Count the lines in the items below that contain the string "stone" with case counting, and reply with only that number.

============

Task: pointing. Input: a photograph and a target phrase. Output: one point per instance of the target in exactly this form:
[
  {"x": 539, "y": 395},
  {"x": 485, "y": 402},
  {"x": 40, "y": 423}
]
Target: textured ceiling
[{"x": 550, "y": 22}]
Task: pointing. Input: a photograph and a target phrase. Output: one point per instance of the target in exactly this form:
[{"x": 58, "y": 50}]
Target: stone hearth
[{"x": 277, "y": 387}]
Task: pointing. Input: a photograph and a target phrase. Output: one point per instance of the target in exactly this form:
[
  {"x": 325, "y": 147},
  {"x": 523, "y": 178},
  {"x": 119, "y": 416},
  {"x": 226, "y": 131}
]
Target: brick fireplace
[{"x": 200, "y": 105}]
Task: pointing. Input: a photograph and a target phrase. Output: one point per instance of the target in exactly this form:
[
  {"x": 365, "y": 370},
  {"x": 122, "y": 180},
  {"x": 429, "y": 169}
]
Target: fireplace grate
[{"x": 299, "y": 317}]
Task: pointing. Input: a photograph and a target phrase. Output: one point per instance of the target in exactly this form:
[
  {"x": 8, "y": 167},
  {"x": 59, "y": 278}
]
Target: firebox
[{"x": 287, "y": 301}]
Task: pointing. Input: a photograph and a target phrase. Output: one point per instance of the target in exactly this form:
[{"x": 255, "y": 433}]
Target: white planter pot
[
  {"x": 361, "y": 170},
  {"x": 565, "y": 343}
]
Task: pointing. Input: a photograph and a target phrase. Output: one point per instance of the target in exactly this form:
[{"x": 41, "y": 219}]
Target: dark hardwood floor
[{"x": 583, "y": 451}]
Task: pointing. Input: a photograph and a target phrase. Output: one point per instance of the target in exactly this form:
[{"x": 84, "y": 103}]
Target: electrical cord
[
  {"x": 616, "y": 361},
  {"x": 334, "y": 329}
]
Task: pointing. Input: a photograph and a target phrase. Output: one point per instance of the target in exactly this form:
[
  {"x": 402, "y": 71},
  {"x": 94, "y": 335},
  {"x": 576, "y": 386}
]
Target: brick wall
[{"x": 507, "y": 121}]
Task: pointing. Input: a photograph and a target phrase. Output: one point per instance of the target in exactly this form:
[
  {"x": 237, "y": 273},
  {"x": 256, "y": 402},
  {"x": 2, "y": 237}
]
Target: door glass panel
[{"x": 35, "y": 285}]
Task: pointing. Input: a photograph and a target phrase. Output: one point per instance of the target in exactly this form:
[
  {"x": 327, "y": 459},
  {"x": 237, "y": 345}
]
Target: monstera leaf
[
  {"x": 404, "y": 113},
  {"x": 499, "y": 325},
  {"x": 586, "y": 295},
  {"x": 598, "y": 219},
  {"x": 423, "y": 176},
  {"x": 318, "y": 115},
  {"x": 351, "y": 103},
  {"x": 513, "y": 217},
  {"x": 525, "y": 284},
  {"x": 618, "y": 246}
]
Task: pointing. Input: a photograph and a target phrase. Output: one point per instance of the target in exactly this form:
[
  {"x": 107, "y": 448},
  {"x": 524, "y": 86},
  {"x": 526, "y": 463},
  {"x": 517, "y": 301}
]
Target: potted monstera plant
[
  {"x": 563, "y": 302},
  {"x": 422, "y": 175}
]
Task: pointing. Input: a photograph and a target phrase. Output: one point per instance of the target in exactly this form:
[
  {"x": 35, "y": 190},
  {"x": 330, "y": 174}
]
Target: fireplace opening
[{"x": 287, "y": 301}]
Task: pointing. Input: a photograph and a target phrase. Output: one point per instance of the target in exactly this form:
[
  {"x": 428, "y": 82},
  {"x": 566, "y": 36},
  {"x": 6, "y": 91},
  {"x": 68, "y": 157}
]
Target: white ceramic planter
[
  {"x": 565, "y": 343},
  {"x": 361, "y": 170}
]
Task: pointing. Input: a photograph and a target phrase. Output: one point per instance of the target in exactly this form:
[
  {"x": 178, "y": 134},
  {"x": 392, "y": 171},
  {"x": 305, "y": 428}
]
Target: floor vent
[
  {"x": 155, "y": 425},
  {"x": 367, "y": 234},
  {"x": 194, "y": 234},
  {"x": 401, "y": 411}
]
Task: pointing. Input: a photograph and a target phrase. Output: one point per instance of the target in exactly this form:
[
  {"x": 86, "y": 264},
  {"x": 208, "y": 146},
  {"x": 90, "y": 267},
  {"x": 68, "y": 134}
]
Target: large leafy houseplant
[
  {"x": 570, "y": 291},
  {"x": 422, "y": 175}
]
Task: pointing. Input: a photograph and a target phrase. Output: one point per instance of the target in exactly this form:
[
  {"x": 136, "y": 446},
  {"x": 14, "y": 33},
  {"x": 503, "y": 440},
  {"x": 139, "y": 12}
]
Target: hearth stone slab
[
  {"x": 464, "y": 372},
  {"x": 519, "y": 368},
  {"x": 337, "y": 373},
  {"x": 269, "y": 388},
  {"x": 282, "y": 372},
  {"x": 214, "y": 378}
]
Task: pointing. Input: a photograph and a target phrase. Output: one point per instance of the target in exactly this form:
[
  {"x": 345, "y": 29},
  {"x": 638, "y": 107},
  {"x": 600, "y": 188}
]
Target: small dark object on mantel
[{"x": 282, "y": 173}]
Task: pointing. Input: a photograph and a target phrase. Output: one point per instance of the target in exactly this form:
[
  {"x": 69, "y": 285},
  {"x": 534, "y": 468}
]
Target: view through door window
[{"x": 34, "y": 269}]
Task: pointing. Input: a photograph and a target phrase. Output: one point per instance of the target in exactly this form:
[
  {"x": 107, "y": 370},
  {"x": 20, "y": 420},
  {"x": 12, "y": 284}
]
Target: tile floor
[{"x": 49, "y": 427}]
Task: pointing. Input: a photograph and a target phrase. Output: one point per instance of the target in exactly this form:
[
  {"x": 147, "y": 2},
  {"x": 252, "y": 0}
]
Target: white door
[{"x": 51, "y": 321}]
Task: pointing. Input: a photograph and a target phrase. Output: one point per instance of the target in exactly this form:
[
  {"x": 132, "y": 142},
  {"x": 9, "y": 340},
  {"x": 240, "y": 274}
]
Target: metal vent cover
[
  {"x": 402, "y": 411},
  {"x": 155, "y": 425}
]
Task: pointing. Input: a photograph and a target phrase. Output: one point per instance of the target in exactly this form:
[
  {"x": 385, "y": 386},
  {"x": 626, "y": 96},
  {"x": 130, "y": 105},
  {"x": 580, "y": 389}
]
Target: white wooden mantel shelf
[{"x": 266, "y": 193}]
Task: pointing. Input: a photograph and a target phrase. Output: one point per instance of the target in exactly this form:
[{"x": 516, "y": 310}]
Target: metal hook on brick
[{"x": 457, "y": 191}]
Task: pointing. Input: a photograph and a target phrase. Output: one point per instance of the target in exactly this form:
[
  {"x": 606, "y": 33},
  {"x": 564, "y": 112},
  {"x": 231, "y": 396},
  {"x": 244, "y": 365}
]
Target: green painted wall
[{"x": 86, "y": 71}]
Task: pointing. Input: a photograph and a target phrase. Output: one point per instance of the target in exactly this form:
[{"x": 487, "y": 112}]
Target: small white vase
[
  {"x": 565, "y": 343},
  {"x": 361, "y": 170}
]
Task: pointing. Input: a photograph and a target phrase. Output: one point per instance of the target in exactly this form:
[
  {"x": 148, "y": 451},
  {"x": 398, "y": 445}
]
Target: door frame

============

§ Written response: 2